DOCUMENT EXTRACT:
Sunday, November 30, 2008

There is nothing to understand.

This past week has been again, so surreal. The holidays have made it ten times awkward as well. I've been working non stop for a month now. I don't know what for though. Some people say they know why I picked up a second job and they may be right, but either way, it's helping me get through all this bullshit.

Thanksgiving was..weird. I got home around 5am and went to bed. I slept until around noon and went over a friends house. The whole day I felt really off. I don't know if it was me fucking up my sleep schedule or the emptiness I was feeling all morning. People started showing up and it was fun for a bit. The food was good even though I had maybe a half of plate. It was also nice to see everyone again. I felt sick to my stomach numerous times during the night and I thought drinking might make things blurry so I wouldn't think too hard. That didn't go over so well with my head and feelings. I'll just leave it as that. Either way, it didn't feel like Thanksgiving at all. In fact, waking up the next morning, all I wanted to do was fast forward my life to January and forget all about the holidays. I can't remember the last time I dreaded the holidays so much.

SOURCE DATA:
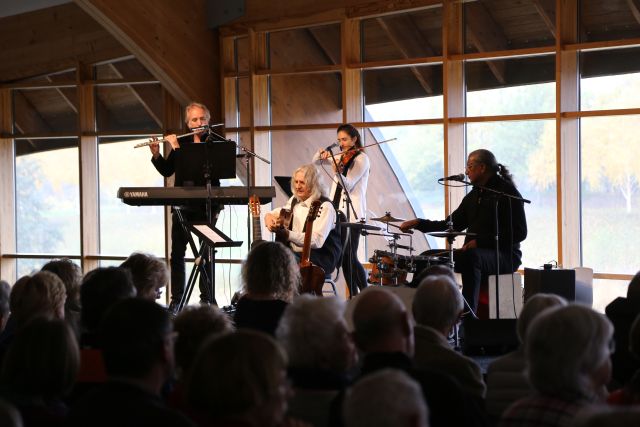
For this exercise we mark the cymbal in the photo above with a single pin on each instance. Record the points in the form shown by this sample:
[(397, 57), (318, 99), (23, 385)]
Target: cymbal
[(394, 245), (451, 234), (388, 218), (359, 226)]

EXERCISE INSTRUCTIONS:
A: In the blog entry dated November 30, 2008, until about what time did the writer sleep on Thanksgiving?
B: Go on with the blog entry dated November 30, 2008, picking up right after its last sentence.

PER-TASK OUTPUTS:
A: Until around noon.

B:
One thing that has been really difficult is finding out who I was 4 years ago. It makes me sad that I can't remember how I felt back then or even what my way of thinking was..
I don't remember if I was happy or if I was enjoying life. Maybe I should just forget it all and not think about how I was then. Things are really confusing right now and I wish it would all just straighten out. I know it's not going to happen overnight, but it's been many nights now and I'm barley seeing the light at the end of the tunnel. When I think I'm doing really good, something, anything, big or small triggers my emotions and I'm back to square one. I wish, hope, anything that it would all just go away so I can feel like I'm not constantly struggling to live. I know I can't go back to the way it was..I know part of me wants to because it's all I know right now..but I know what the outcome will be again.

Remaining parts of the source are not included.